- What you need to do -
Return every line of the material below unchanged, character for character.

- Records for the task -
....................

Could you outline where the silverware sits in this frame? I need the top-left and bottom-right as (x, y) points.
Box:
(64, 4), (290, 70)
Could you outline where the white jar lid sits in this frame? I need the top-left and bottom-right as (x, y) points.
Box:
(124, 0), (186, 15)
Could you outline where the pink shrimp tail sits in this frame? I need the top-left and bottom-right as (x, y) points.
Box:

....................

- Problem solution -
Could you outline where the silverware sits in this frame? I need the top-left and bottom-right as (x, y) points.
Box:
(64, 4), (290, 70)
Could you outline where the white jar lid sits in this frame? I need the top-left and bottom-right as (x, y) points.
Box:
(124, 0), (186, 15)
Could you outline where the pink shrimp tail sits in this frame? I need the top-left and bottom-right as (x, y) points.
Box:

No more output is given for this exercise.